=== Set of tasks ===
1/ Set down the portion of the telemetry discussion between "I work on a" and "prevent more deaths.", inclusive.
2/ In one to three sentences, explain why the med surg nurse in the telemetry discussion does not want to work on a tele floor at that hospital.

Specializes in ED, Cardiac-step down, tele, med surg.

I work on a tele floor and I like to have my patient on a monitor. Infact, I'd prefer to have all my patients on a monitor (even if I have a med/surg) patient. It's like an extra check. Monitors save a lot of lives. You can catch the rhythm disturbances early and prevent more deaths.

My unit does not use telemetry.. We have 4 floors with 33 beds that do though.. Perhaps 5.. If they need telemetry, they are transferred. I don't know how well I would like telemetry either.. One of our biggest floors is 4T.. And there are code blue's a lot.. I am on a med surg floor.. Honestly, I feel like with cardiac monitored patient's, the nurses should have less patient's.. but that is not the case; therefore, I do not think I would want to work on a tele floor in my hospital.. It's always 1 nurse to 7 patients except in critical care areas of course.. And the floors are generally not fully staffed… High turn over rates really.. Esp on the cardiac floors

The frightening thing about allowing nurses to interpret the strip is that things can be missed. When I worked on a tele floor, a patient started throwing very frequent PVC's and had 3 second runs of v-tach. The strip we got didn't show the v-tach or the PVC's. However, the monitor tech saw it and we were able to get the patient to the unit. He kept having runs of v-tach on the unit. If we had relied on the 6 sec strip only, we would have missed the v-tach.

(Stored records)

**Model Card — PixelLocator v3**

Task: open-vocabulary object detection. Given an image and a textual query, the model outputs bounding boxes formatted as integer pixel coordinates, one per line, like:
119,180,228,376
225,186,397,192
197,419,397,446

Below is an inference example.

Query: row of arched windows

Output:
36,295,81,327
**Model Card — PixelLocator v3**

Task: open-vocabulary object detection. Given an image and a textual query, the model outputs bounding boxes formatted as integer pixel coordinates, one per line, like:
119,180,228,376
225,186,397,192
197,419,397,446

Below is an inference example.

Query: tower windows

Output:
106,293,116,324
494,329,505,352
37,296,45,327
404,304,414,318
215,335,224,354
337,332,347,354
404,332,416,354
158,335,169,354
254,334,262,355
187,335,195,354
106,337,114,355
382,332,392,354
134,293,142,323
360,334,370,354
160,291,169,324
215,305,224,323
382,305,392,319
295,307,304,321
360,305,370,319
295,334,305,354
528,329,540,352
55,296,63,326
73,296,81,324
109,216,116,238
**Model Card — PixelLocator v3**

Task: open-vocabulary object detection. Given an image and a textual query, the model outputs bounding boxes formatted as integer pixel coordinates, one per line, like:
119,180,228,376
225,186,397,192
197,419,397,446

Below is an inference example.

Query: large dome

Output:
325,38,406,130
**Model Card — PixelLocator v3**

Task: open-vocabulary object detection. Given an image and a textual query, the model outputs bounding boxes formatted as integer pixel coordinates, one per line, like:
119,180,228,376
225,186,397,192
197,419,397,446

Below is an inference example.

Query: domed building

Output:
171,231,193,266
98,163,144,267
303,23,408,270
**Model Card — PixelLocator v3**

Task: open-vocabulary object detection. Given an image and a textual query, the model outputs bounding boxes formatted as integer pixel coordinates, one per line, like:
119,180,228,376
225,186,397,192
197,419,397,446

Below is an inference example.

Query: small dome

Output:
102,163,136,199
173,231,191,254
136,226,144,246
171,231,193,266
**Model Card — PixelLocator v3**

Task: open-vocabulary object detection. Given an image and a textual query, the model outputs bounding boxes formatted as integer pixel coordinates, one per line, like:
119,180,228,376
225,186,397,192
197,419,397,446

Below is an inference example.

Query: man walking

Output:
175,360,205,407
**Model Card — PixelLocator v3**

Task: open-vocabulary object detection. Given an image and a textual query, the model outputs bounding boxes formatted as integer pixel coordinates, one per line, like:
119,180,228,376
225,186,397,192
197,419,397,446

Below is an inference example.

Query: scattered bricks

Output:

=== Solved problems ===
1/
I work on a tele floor and I like to have my patient on a monitor. Infact, I'd prefer to have all my patients on a monitor (even if I have a med/surg) patient. It's like an extra check. Monitors save a lot of lives. You can catch the rhythm disturbances early and prevent more deaths.

2/ The nurse believes that nurses caring for cardiac-monitored patients should have fewer patients. At that hospital, however, the ratio outside critical care areas is always one nurse to seven patients.